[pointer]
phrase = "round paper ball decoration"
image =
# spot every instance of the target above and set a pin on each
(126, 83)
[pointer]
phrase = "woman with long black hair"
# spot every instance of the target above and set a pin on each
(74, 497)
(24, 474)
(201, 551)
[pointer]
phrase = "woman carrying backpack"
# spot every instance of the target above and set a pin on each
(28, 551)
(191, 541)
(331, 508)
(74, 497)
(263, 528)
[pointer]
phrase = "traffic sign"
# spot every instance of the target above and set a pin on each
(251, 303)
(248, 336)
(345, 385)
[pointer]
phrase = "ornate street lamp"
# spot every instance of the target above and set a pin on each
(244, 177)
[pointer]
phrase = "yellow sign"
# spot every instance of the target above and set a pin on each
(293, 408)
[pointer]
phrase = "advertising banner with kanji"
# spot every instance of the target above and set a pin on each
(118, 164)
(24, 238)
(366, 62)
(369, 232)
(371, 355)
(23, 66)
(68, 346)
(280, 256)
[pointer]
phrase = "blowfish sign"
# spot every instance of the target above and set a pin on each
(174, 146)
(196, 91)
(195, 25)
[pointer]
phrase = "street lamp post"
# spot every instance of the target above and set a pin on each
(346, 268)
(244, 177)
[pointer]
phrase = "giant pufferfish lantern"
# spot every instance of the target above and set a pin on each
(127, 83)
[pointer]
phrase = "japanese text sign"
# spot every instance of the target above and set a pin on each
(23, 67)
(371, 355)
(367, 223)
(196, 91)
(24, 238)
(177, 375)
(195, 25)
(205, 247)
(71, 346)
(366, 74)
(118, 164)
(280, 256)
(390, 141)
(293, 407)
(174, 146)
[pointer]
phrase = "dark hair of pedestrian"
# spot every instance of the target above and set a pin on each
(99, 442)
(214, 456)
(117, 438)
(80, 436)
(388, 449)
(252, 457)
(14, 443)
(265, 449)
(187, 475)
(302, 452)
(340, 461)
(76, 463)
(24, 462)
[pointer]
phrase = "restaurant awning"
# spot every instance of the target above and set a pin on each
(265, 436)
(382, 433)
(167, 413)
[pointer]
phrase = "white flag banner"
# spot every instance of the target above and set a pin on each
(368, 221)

※ ※ ※

Output the lines above verbatim and in full.

ANSWER BELOW –
[pointer]
phrase = "round paper ball decoration"
image =
# spot every instance of the target above and set a pin on each
(126, 83)
[pointer]
phrase = "woman with long black hair"
# spot every instance of the target above and set a pin on each
(74, 497)
(24, 474)
(201, 551)
[pointer]
phrase = "woman carrying backpack"
# spot every instance of the target above and set a pin on each
(28, 551)
(191, 541)
(331, 508)
(74, 497)
(263, 528)
[pointer]
phrase = "traffic sign"
# spot every instance of the target above and set a pin on each
(251, 303)
(248, 336)
(345, 385)
[pointer]
phrase = "ornate street lamp"
# spot every instance of the target above and set a pin on each
(244, 177)
[pointer]
phrase = "yellow sign"
# spot every instance of the target above and set a pin on each
(293, 408)
[pointer]
phrase = "advertising banner with kanji"
# spot every instance of the target above and set a pin on each
(118, 164)
(24, 238)
(366, 62)
(369, 232)
(371, 355)
(23, 66)
(68, 346)
(280, 256)
[pointer]
phrase = "blowfish sign"
# spot every instance of the target above and set a pin on each
(174, 146)
(196, 91)
(195, 25)
[pointer]
phrase = "street lamp post"
# spot every instance of the target above and set a pin on each
(346, 268)
(244, 177)
[pointer]
phrase = "giant pufferfish lantern"
# spot every instance of the target above and set a pin on each
(127, 83)
[pointer]
phrase = "japanese text sign"
# spot every instance of the target above and set a pin on each
(23, 67)
(371, 355)
(367, 223)
(196, 91)
(24, 238)
(177, 375)
(195, 25)
(205, 247)
(71, 346)
(366, 74)
(118, 164)
(280, 256)
(390, 141)
(293, 407)
(174, 146)
[pointer]
phrase = "dark hair of pedestrian"
# spot every instance of the target above and set a pin on each
(99, 442)
(214, 456)
(117, 438)
(80, 436)
(388, 449)
(252, 457)
(14, 443)
(265, 449)
(187, 475)
(302, 452)
(340, 461)
(76, 463)
(24, 462)
[pointer]
phrase = "restaurant awning"
# spot every instance of the target above and set a pin on each
(265, 436)
(382, 433)
(167, 413)
[pointer]
phrase = "white flag banner"
# spot every instance of the target above and set a pin on each
(368, 221)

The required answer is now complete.